## SELECTED PASSAGE
- - - - - - -

Does the Past Exist Yet? Evidence Suggests Your Past Isn't Set in Stone
Is it possible we live and die in a world of illusions? Physics tells us that objects exist in a suspended state until observed, when they collapse in to just one outcome. Paradoxically, whether events happened in the past may not be determined until sometime in your future -- and may even depend on actions that you haven't taken yet.
In 2002, scientists carried out an amazing experiment, which showed that particles of light (photons) knew -- in advance − what their distant twins would do in the future. They tested the communication between pairs of photons to determine whether they were either a wave or a particle. Researchers stretched the distance one of the photons had to take to reach its detector, so that the other photon would hit its own detector first. The photons taking this path already finished their journeys − they either collapse into a particle or don't before their twin encounters a scrambling device.
Somehow, the particles acted on this information before it happened, and across distances instantaneously as if there was no space or time between them. They decided not to become particles before their twin ever encountered the scrambler. It doesn't matter how we set up the experiment. Our mind and its knowledge is the only thing that determines how they behave. Experiments consistently confirm these observer-dependent effects.
More recently (Science 315, 966, 2007), scientists in France shot photons into an apparatus, and showed that what they did could retroactively change something that had already happened. As the photons passed a fork in the apparatus, they had to decide whether to behave like particles or waves when they hit a beam splitter. Later on - well after the photons passed the fork - the experimenter could randomly switch a second beam splitter on and off. It turns out that what the observer decided at that point, determined what the particle actually did at the fork in the past. At that moment, the experimenter chose his history.
Of course, we live in the same world. Particles have a range of possible states, and it's not until observed that they take on properties. So until the present is determined, how can there be a past? According to visionary physicist John Wheeler (who coined the word "black hole"), "The quantum principle shows that there is a sense in which what an observer will do in the future defines what happens in the past." Part of the past is locked in when you observe things and the "probability waves collapse."
But there's still uncertainty, for instance, as to what's underneath your feet. If you dig a hole, there's a probability you'll find a boulder. Say you hit a boulder; the glacial movements of the past that account for the rock being in exactly that spot will change as described in the Science experiment.

- - - - - - -

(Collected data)
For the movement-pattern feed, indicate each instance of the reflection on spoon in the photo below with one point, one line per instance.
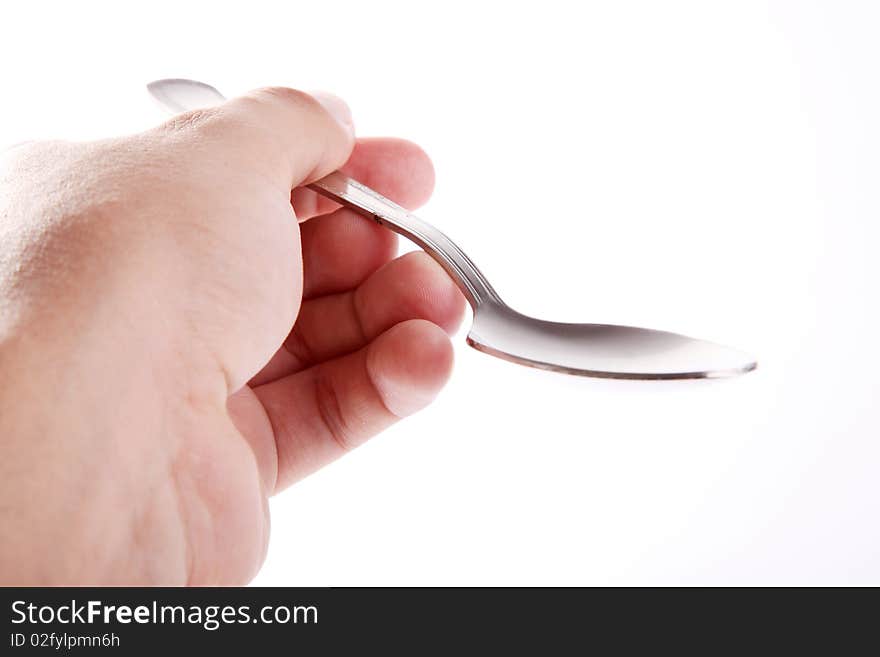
(600, 350)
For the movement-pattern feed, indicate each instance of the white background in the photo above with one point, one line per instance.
(707, 167)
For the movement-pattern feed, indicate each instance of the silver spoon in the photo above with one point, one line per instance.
(602, 350)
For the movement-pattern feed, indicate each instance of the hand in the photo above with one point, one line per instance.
(175, 347)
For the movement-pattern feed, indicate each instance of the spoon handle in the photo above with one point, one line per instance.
(385, 212)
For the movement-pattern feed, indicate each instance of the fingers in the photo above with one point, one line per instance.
(320, 413)
(287, 134)
(412, 287)
(395, 168)
(340, 250)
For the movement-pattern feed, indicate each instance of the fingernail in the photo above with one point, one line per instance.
(337, 107)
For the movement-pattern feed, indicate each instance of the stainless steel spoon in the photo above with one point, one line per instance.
(601, 350)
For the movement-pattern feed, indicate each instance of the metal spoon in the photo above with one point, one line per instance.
(600, 350)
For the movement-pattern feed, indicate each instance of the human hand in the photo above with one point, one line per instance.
(175, 347)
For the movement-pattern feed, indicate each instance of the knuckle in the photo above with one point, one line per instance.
(190, 120)
(331, 414)
(284, 95)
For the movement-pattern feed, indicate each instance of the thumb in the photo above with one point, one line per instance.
(288, 134)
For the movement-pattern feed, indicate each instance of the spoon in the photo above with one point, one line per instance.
(600, 350)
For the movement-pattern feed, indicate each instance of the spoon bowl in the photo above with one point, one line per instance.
(599, 350)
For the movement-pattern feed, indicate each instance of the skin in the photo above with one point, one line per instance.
(175, 347)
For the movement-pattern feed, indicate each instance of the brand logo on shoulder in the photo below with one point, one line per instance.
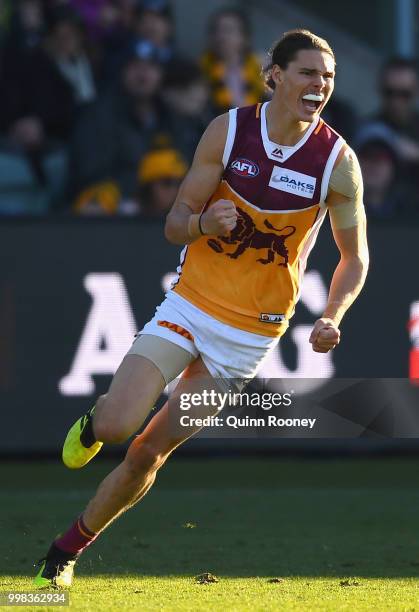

- - - - - - -

## WORK INSTRUCTION 1
In the article on whether the past exists, who is said to have coined the word "black hole"?
## WORK INSTRUCTION 2
Return the stretch of the article on whether the past exists from "In 2002, scientists" through "a scrambling device.".
Rely only on the article on whether the past exists, not on the records.

## RESPONSE BOX 1
John Wheeler

## RESPONSE BOX 2
In 2002, scientists carried out an amazing experiment, which showed that particles of light (photons) knew -- in advance − what their distant twins would do in the future. They tested the communication between pairs of photons to determine whether they were either a wave or a particle. Researchers stretched the distance one of the photons had to take to reach its detector, so that the other photon would hit its own detector first. The photons taking this path already finished their journeys − they either collapse into a particle or don't before their twin encounters a scrambling device.